Dataset excerpts
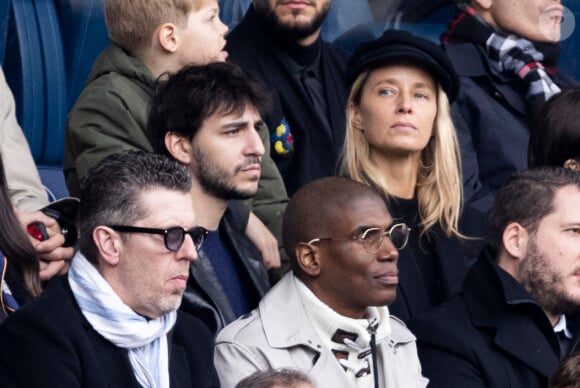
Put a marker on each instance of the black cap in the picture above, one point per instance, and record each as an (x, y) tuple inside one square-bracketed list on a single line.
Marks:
[(398, 45), (65, 211)]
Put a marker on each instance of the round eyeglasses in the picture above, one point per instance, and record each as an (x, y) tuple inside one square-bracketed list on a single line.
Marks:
[(373, 238), (172, 237)]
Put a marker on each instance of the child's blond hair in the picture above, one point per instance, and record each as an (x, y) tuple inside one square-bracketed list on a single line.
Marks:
[(131, 23)]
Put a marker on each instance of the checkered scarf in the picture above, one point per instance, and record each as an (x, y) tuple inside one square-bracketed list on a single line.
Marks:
[(509, 55)]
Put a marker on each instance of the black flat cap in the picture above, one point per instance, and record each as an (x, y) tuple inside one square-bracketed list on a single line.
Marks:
[(400, 46)]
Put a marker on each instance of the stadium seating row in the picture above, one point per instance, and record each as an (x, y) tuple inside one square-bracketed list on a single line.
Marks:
[(47, 48)]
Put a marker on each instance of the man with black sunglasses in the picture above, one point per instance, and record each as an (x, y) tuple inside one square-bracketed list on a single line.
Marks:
[(328, 317), (113, 320), (207, 117)]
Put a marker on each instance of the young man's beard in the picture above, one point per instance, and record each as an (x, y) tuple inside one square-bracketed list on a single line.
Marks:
[(293, 32), (545, 286), (214, 179)]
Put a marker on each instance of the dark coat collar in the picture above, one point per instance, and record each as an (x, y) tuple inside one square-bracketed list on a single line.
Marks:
[(204, 296), (496, 301)]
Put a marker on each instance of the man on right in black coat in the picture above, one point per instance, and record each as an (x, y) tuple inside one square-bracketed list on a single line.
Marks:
[(506, 54), (518, 314), (279, 43)]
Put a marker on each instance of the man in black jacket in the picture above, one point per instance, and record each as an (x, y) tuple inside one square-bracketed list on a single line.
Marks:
[(208, 117), (279, 43), (506, 55), (113, 321), (518, 316)]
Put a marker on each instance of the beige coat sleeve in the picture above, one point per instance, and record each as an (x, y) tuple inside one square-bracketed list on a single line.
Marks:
[(24, 186)]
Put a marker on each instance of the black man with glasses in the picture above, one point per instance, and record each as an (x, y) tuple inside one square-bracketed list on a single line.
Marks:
[(329, 316), (113, 321), (207, 117)]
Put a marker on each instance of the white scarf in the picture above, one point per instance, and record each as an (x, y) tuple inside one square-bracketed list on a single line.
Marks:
[(355, 350), (119, 324)]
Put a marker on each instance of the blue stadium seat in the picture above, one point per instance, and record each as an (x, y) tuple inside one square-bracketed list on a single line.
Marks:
[(24, 69), (55, 82), (52, 178), (4, 21), (84, 36)]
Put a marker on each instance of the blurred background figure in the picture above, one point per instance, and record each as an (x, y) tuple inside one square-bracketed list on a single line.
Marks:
[(276, 378), (555, 136)]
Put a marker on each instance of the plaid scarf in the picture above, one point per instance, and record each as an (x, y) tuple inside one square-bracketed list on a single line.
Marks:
[(509, 55)]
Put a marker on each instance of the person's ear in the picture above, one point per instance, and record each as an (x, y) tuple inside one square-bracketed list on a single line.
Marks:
[(355, 118), (572, 164), (168, 37), (108, 243), (481, 4), (308, 259), (179, 147), (515, 239)]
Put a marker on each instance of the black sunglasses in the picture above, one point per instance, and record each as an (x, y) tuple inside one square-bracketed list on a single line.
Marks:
[(172, 237)]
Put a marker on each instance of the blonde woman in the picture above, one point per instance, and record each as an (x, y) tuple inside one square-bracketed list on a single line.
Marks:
[(400, 139)]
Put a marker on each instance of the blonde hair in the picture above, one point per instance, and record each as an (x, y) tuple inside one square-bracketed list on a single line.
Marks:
[(439, 182), (131, 23)]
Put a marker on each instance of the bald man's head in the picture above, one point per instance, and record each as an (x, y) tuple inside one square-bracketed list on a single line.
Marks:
[(316, 208)]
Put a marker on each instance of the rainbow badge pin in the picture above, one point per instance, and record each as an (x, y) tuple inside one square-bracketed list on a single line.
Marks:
[(282, 139)]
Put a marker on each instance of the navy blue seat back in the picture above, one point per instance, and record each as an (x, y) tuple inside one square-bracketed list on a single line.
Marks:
[(55, 82), (4, 20), (84, 36), (24, 69)]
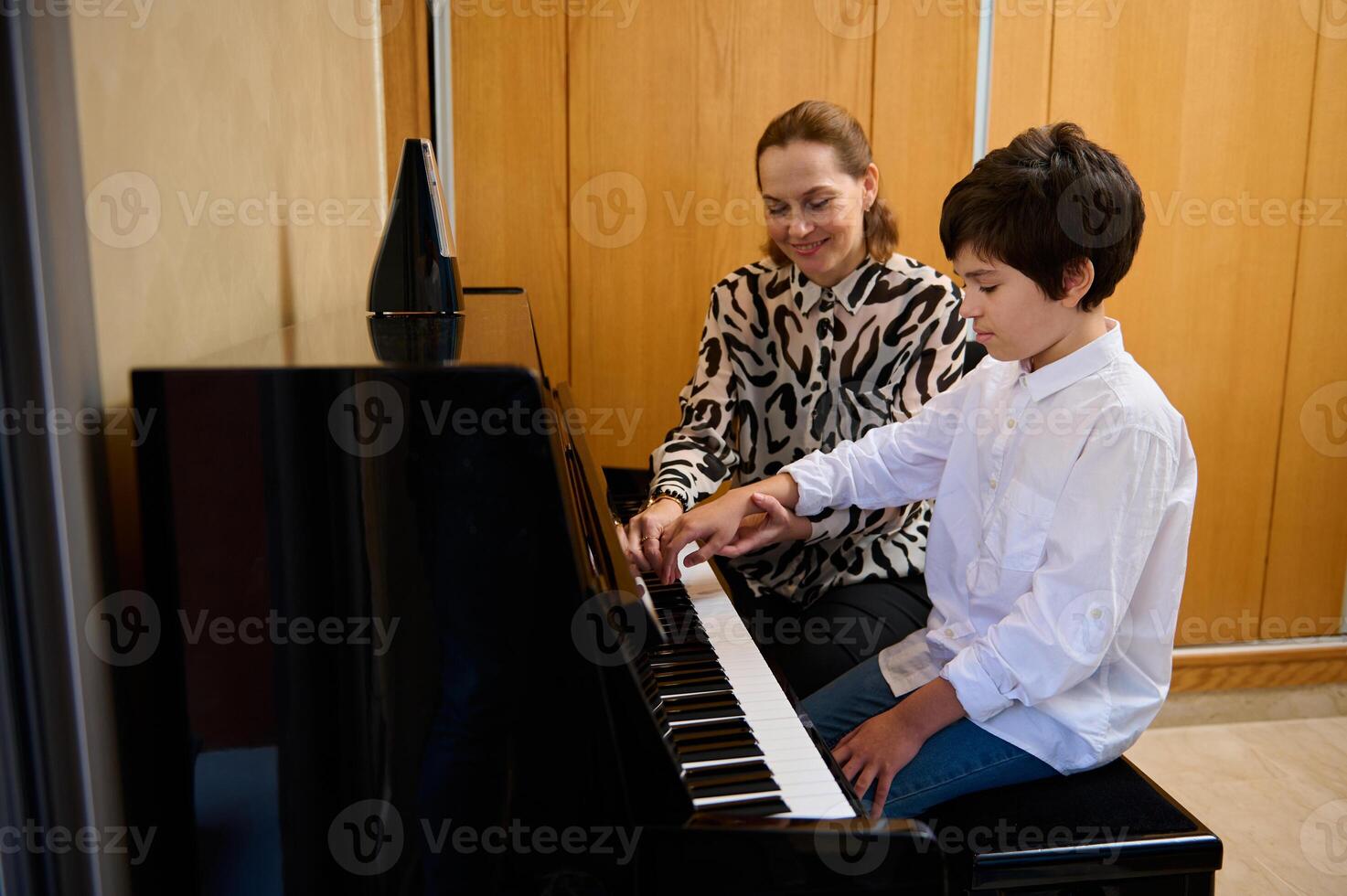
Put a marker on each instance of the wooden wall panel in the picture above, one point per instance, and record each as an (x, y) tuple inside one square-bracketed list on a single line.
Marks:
[(925, 71), (406, 65), (1021, 68), (1209, 102), (664, 116), (509, 164), (1309, 548)]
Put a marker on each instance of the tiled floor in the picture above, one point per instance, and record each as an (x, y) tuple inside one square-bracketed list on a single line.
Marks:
[(1275, 793)]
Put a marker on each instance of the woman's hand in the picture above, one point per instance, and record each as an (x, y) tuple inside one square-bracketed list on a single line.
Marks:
[(774, 525), (641, 540), (712, 523), (876, 752)]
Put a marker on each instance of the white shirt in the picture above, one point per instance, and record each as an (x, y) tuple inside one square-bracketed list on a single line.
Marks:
[(1058, 545)]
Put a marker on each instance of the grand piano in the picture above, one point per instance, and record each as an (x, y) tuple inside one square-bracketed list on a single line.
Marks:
[(398, 650)]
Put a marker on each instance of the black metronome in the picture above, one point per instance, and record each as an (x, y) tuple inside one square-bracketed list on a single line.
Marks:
[(415, 294), (416, 267)]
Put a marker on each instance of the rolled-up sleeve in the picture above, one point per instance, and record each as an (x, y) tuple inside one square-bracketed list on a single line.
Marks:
[(1098, 542), (936, 367)]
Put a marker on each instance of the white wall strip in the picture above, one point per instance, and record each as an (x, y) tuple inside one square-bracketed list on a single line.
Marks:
[(982, 108)]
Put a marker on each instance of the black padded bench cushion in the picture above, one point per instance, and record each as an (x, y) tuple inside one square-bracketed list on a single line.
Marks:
[(1113, 801), (1109, 827)]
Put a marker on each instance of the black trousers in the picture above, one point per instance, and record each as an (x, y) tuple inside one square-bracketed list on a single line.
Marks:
[(845, 627)]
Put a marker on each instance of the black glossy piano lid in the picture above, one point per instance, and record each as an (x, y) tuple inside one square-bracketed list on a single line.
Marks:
[(496, 329)]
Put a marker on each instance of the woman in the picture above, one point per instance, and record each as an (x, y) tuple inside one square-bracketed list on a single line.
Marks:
[(829, 337)]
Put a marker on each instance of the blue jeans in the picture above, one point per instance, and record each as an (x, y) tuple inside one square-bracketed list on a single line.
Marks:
[(960, 759)]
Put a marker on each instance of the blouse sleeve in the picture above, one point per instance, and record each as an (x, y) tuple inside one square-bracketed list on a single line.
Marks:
[(698, 454), (936, 364)]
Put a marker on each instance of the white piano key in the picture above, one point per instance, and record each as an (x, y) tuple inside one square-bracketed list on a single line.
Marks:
[(806, 782)]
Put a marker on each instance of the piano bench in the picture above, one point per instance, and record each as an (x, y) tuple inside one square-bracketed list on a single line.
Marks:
[(1107, 832)]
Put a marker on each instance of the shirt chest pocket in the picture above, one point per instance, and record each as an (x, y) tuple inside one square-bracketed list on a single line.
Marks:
[(1019, 528)]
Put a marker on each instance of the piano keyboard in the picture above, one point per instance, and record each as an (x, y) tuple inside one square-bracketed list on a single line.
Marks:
[(738, 739)]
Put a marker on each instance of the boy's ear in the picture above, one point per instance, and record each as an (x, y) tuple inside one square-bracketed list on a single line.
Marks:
[(1076, 281)]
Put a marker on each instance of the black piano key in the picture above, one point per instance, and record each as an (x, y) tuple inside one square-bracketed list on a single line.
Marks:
[(709, 731), (680, 654), (686, 709), (749, 807), (717, 685), (679, 670), (725, 781)]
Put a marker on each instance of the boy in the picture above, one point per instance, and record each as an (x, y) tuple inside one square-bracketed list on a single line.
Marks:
[(1064, 484)]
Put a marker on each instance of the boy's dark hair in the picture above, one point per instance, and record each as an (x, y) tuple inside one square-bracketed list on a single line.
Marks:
[(1045, 202)]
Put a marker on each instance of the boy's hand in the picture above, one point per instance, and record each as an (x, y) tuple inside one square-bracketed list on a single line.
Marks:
[(641, 539), (876, 752), (714, 525), (774, 525)]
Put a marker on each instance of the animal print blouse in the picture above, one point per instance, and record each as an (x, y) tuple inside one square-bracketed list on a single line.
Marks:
[(786, 368)]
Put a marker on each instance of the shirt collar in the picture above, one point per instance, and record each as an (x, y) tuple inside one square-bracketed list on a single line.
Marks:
[(1085, 360), (851, 292)]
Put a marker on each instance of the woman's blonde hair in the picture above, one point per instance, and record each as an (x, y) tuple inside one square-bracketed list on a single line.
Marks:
[(830, 124)]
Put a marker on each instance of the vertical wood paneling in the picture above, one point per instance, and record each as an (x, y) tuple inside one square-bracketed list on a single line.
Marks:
[(664, 116), (1309, 548), (406, 65), (925, 66), (1021, 66), (1209, 102), (509, 162)]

## Task prompt
Lines above with the string "hand" need to be found and copied.

## Result of the exercise
Put a marker on each instance of the woman's hand in the picture above, one point per instance, and record each as an (x, y) tuple inside one square-bracketed list on a single line.
Put a marker on each instance of the boy's hand in the picture above, one point per instance, and record each as an (x, y) tuple inside one square-bracketed list on a single line.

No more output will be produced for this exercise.